■ Description of the task ■
Every line from the line containing "Target: sand bank" through the end of the data is to be reproduced exactly, excluding pictures.
BEGIN Dataset extract
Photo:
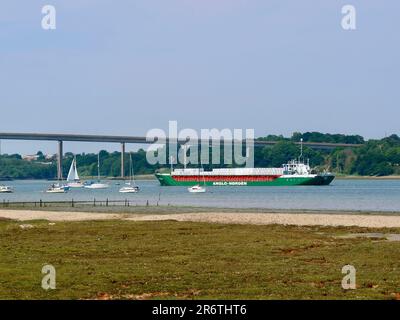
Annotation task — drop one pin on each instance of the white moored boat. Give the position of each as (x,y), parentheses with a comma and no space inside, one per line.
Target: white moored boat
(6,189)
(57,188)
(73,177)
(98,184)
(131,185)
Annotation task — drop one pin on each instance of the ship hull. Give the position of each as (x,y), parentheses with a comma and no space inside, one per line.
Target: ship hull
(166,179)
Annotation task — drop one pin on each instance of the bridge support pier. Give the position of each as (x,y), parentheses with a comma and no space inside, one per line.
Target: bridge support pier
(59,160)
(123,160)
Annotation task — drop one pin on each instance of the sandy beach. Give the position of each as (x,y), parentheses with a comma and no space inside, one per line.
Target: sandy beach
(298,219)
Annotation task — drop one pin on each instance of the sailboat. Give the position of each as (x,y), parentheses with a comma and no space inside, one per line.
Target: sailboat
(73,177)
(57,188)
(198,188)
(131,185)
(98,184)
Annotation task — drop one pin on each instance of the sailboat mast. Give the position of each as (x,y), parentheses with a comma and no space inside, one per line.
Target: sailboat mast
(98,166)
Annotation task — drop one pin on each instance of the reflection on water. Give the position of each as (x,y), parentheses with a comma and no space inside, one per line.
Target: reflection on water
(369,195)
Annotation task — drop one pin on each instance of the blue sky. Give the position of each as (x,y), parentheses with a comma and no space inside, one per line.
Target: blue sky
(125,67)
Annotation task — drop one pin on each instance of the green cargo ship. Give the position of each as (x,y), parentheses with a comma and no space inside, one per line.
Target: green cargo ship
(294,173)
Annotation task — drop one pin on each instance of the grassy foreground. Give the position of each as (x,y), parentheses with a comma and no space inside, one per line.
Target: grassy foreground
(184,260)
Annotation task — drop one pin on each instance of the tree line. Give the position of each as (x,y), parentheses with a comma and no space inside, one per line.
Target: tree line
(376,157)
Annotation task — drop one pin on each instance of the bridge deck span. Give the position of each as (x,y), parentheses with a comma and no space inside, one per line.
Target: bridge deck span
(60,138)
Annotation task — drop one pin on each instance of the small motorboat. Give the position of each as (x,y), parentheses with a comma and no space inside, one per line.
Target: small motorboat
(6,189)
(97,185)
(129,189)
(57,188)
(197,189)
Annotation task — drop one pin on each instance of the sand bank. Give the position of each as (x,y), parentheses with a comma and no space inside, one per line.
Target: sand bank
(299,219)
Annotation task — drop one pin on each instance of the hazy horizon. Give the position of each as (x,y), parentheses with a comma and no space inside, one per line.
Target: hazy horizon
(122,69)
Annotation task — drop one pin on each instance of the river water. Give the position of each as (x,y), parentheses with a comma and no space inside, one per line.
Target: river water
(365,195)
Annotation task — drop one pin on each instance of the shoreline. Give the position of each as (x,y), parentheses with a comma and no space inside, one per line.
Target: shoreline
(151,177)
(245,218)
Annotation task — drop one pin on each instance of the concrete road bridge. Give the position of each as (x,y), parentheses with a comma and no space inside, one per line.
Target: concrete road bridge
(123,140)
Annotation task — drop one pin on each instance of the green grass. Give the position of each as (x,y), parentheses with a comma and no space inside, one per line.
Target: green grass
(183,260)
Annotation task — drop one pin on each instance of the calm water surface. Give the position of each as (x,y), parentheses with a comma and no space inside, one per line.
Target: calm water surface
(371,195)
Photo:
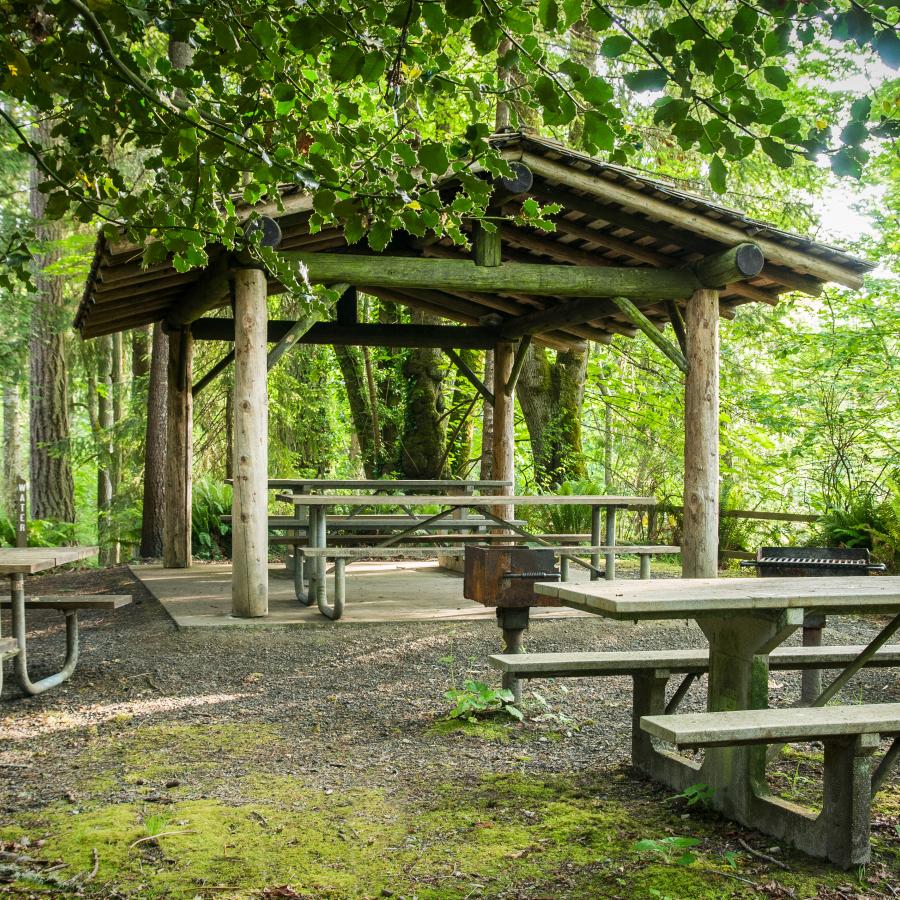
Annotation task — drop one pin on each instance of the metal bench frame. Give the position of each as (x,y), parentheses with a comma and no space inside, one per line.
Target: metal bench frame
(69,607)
END Dataset extract
■ Answer to this task ■
Target: sand bank
(299,219)
Annotation task — drop one pin on each instance of the hazy horizon. Give the position of each as (x,y), parentheses with a comma and no space inside, one per line.
Target: hazy horizon
(122,69)
Annotation task — drop one pin on each instance of the river water. Give the position of each as (x,y), parentheses with a comma and no space inside, one per line.
Target: river water
(365,195)
Annotation task — drop one pin on each instance of the shoreline. Give the position of each as (x,y), parentheses with a comma and no space inside, one per line.
Target: shoreline
(151,177)
(245,218)
Annotation task — drop one pin on each instance of the concrete road bridge. Give the position of each as (x,y), parentheses with a comma and no space inside, one per line.
Target: concrete road bridge
(123,140)
Annotation task — drop one pin on each instance of the green grass. Give the position of each as (x,y), parentheses with a comma and no space inside, one per line.
Target: green grass
(183,260)
Annotation task — drop one pin on each instance of the calm water surface. Give the position of each as (x,y), parentheses with a comma and no space inside, one per line.
Target: calm water surface
(371,195)
Photo:
Annotation task — drop one pin on each instance of the metal bench frame. Give the position of each as (x,y), parentheses with a comma and no space inside, one per line.
Target: metal bench frame
(69,607)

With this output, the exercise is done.